((

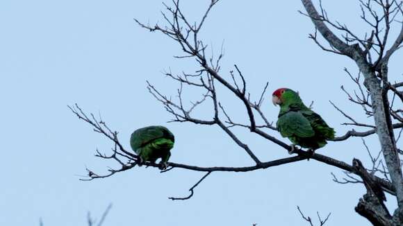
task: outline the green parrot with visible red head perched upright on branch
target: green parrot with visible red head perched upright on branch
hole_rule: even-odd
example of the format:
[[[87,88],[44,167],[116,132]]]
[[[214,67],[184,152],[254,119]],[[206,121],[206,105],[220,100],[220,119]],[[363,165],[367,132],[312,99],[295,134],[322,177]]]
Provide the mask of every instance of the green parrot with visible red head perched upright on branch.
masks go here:
[[[282,137],[288,137],[293,145],[309,148],[314,152],[327,144],[326,140],[334,139],[334,129],[309,107],[302,103],[299,94],[292,89],[280,88],[273,92],[273,104],[280,105],[277,129]]]

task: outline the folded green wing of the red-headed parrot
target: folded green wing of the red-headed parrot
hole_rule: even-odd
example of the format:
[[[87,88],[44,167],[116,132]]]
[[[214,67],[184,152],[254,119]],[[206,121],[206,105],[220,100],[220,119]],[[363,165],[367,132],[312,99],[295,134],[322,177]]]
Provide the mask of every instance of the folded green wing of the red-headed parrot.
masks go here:
[[[313,137],[315,131],[301,112],[286,112],[279,117],[277,128],[283,137]]]

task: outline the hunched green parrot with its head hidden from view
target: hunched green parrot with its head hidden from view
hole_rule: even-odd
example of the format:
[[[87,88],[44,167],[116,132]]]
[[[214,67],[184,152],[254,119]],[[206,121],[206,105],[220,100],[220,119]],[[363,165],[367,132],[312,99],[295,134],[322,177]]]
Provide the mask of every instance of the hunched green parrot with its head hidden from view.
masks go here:
[[[138,155],[138,164],[156,162],[161,158],[160,169],[167,168],[170,150],[174,147],[175,137],[170,130],[161,125],[152,125],[135,130],[131,134],[131,149]]]

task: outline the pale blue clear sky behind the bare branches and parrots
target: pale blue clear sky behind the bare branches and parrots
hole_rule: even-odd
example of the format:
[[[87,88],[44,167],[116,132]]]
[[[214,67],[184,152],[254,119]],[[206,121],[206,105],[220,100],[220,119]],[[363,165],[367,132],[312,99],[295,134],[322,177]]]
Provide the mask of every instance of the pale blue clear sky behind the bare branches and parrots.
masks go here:
[[[190,20],[199,19],[208,1],[183,1]],[[355,1],[324,1],[328,15],[356,31],[366,31]],[[108,162],[94,150],[108,151],[104,137],[69,112],[79,103],[101,115],[129,148],[129,135],[145,125],[165,125],[176,136],[171,160],[199,166],[249,166],[252,161],[217,127],[166,123],[171,119],[145,88],[150,80],[165,94],[175,96],[176,84],[161,71],[192,72],[192,60],[178,60],[181,49],[161,34],[139,28],[133,17],[162,22],[161,1],[8,1],[0,3],[0,225],[85,225],[87,211],[100,216],[113,202],[106,225],[305,225],[296,206],[315,217],[332,215],[327,225],[368,225],[354,212],[363,195],[361,185],[340,185],[330,172],[340,170],[309,161],[249,173],[212,173],[193,198],[173,202],[167,197],[188,195],[202,173],[174,169],[133,168],[113,177],[81,182],[85,166],[102,172]],[[340,85],[349,82],[343,67],[354,63],[321,51],[309,40],[311,21],[300,15],[300,1],[222,0],[206,20],[201,37],[220,49],[224,40],[222,73],[229,76],[238,64],[249,90],[258,98],[266,81],[269,92],[263,110],[276,121],[278,108],[270,94],[278,87],[300,92],[306,103],[338,135],[348,128],[329,100],[358,119],[368,121],[351,106]],[[360,33],[362,34],[362,33]],[[402,51],[390,60],[390,78],[402,78]],[[197,90],[186,90],[189,100]],[[235,119],[245,120],[239,101],[227,92],[222,103]],[[240,106],[240,107],[239,107]],[[211,115],[208,107],[199,114]],[[371,119],[369,119],[371,121]],[[262,161],[288,157],[285,150],[234,130],[248,141]],[[280,138],[279,134],[270,132]],[[282,139],[289,143],[288,140]],[[368,139],[378,151],[376,137]],[[360,139],[330,143],[318,150],[351,163],[367,160]],[[389,198],[388,204],[393,204]]]

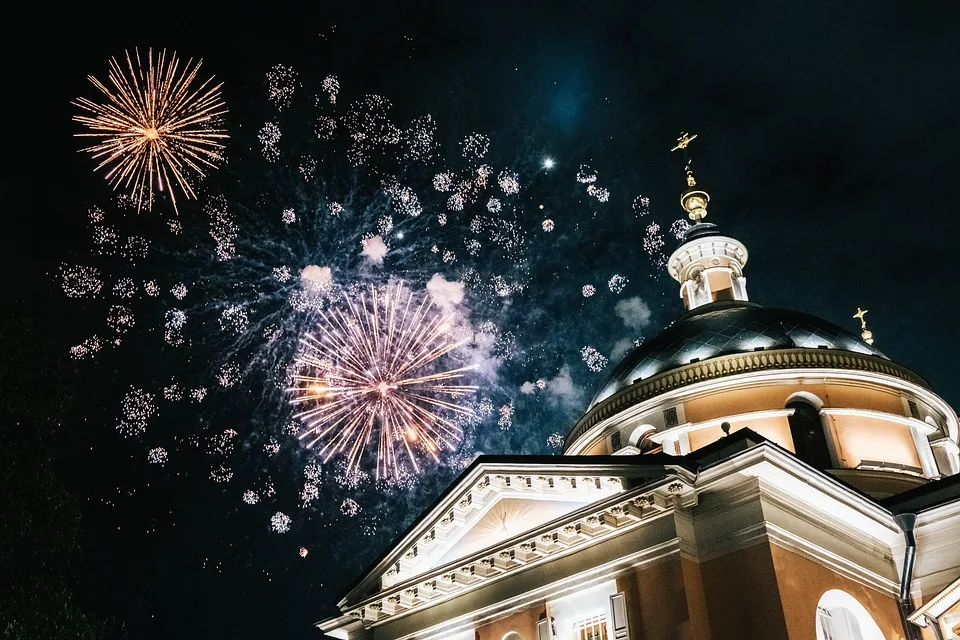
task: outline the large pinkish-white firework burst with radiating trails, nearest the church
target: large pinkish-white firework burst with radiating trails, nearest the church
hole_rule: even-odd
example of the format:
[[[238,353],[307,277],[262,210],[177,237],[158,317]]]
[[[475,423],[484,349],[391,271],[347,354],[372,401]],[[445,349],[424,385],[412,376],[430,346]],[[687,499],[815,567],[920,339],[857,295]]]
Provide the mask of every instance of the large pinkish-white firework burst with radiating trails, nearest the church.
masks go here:
[[[297,360],[310,373],[295,375],[290,389],[295,405],[310,405],[296,416],[305,424],[300,439],[322,443],[324,461],[345,455],[349,472],[376,432],[378,479],[401,474],[398,452],[419,471],[415,448],[434,459],[441,447],[452,450],[462,432],[445,414],[472,414],[457,400],[477,390],[454,384],[473,367],[437,369],[468,341],[450,338],[452,314],[437,313],[430,298],[417,303],[397,284],[321,315],[319,337],[302,340]]]

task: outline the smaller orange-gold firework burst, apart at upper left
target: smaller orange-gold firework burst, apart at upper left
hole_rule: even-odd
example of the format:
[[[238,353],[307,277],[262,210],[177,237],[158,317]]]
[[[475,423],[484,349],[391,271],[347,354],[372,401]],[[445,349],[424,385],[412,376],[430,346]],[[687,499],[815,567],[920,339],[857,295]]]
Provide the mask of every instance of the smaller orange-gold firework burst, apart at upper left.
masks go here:
[[[151,49],[144,67],[137,50],[132,56],[126,52],[126,65],[110,59],[107,84],[89,76],[102,102],[73,102],[83,111],[74,121],[89,130],[76,135],[98,139],[82,150],[99,161],[96,169],[106,169],[110,186],[126,191],[138,210],[152,208],[155,187],[169,192],[177,210],[173,187],[196,198],[190,180],[203,178],[221,159],[221,141],[228,137],[219,128],[227,112],[222,84],[210,78],[196,86],[201,64],[191,59],[181,67],[176,53],[166,51],[154,59]]]

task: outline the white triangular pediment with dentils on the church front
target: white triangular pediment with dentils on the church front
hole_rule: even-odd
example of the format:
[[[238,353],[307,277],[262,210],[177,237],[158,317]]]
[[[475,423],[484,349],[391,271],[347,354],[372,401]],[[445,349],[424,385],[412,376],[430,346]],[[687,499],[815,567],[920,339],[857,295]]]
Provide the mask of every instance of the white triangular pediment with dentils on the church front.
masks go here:
[[[648,465],[582,457],[481,458],[346,595],[341,606],[502,546],[624,491]],[[530,460],[527,462],[526,460]],[[594,462],[596,461],[596,462]]]

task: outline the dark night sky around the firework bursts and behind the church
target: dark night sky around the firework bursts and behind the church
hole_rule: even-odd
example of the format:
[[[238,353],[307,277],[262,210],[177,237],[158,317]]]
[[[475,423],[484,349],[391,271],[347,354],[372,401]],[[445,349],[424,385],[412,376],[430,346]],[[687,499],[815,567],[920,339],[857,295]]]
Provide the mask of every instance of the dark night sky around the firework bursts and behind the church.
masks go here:
[[[27,34],[43,25],[43,35],[5,56],[0,519],[15,544],[0,541],[8,547],[0,555],[0,598],[16,606],[0,602],[0,626],[15,615],[53,624],[59,614],[51,609],[69,602],[71,624],[83,618],[87,629],[106,620],[130,638],[319,637],[312,623],[335,612],[344,587],[476,453],[558,452],[549,437],[569,430],[612,368],[591,371],[583,347],[611,358],[624,340],[649,338],[682,312],[676,283],[644,240],[655,222],[666,241],[660,253],[676,245],[669,227],[683,213],[683,165],[669,150],[684,130],[699,134],[691,152],[712,198],[708,221],[750,251],[751,300],[855,332],[852,314],[869,309],[876,346],[948,402],[960,402],[960,11],[953,3],[275,0],[198,10],[204,4],[38,6],[22,24]],[[133,47],[202,58],[202,75],[223,81],[230,110],[227,165],[202,183],[199,201],[181,206],[175,239],[166,230],[175,218],[167,203],[139,217],[121,211],[73,136],[81,128],[71,121],[71,100],[95,95],[87,75],[103,78],[108,59]],[[296,102],[282,113],[266,99],[266,74],[277,64],[298,78]],[[312,454],[284,433],[290,410],[263,392],[269,372],[211,392],[206,404],[168,407],[158,399],[147,434],[118,433],[131,385],[158,393],[175,376],[209,378],[211,358],[236,338],[212,331],[206,340],[197,327],[192,339],[200,346],[192,351],[164,346],[168,296],[152,307],[144,302],[120,347],[73,359],[71,346],[103,331],[111,294],[70,299],[58,270],[99,260],[91,257],[88,222],[98,206],[119,216],[124,233],[136,229],[157,248],[143,264],[115,260],[114,280],[124,269],[138,283],[152,270],[166,288],[189,274],[209,278],[195,294],[213,292],[219,302],[188,301],[213,324],[224,300],[259,304],[267,294],[244,276],[259,277],[256,269],[236,265],[269,274],[279,264],[271,260],[287,250],[280,210],[287,199],[302,205],[311,197],[295,179],[296,162],[317,144],[313,97],[323,97],[321,83],[331,75],[340,83],[338,103],[322,108],[335,117],[365,95],[389,99],[401,127],[433,116],[438,156],[449,162],[400,168],[420,185],[423,224],[446,197],[430,188],[431,176],[466,166],[459,142],[470,134],[489,137],[484,162],[494,177],[513,171],[521,185],[507,197],[494,182],[464,212],[450,214],[438,237],[451,247],[460,242],[459,262],[441,264],[429,254],[435,227],[411,226],[416,237],[397,240],[383,268],[395,266],[422,287],[435,272],[456,280],[458,269],[475,264],[481,274],[513,274],[524,288],[507,296],[468,292],[464,303],[472,305],[471,322],[496,324],[488,354],[495,370],[478,384],[496,407],[513,404],[508,429],[494,411],[450,459],[402,487],[354,487],[328,465],[320,495],[303,506],[298,494]],[[265,122],[284,132],[284,155],[274,163],[258,148]],[[331,146],[334,159],[317,174],[328,172],[331,189],[352,190],[360,202],[382,174],[351,178],[340,161],[346,146]],[[556,164],[545,169],[548,157]],[[389,163],[394,172],[404,165]],[[583,165],[596,172],[595,183],[576,179]],[[609,200],[588,192],[590,185],[607,189]],[[247,262],[209,259],[204,202],[213,193],[239,212]],[[523,254],[491,242],[489,255],[484,248],[470,258],[454,230],[461,221],[466,227],[472,210],[486,215],[494,195],[504,219],[524,234]],[[636,204],[641,197],[648,207]],[[546,218],[556,224],[550,233],[542,230]],[[369,275],[351,247],[316,261]],[[622,292],[608,287],[614,274],[629,281]],[[595,296],[583,296],[587,284]],[[630,310],[634,316],[624,318]],[[282,360],[282,353],[269,355]],[[521,391],[537,379],[548,381],[545,390]],[[227,428],[239,432],[232,451],[211,457],[211,438]],[[281,450],[267,455],[271,438]],[[147,450],[158,443],[170,460],[148,464]],[[210,479],[221,464],[233,474],[228,482]],[[262,487],[266,477],[276,496],[245,504],[244,490]],[[276,511],[292,518],[289,532],[271,531]],[[28,631],[12,637],[38,637],[31,628],[52,627],[21,625]]]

))

> What needs to be done: The range runs from the line above containing "target: large pinkish-white" to the line containing "Provide the mask of every instance of the large", inclusive. Restate those lines word for word and no others.

> Answer to the exercise:
target: large pinkish-white firework burst with radiating trails, nearest the church
hole_rule: even-odd
example of the format:
[[[238,353],[307,277],[262,210],[177,237],[158,317]]]
[[[475,423],[484,349],[391,271],[347,354],[372,401]],[[445,349],[424,385],[412,376],[430,346]],[[687,499],[815,567],[920,339],[857,295]]]
Provide the mask of every instance of the large pinkish-white firework burst with radiating trails, nearest the church.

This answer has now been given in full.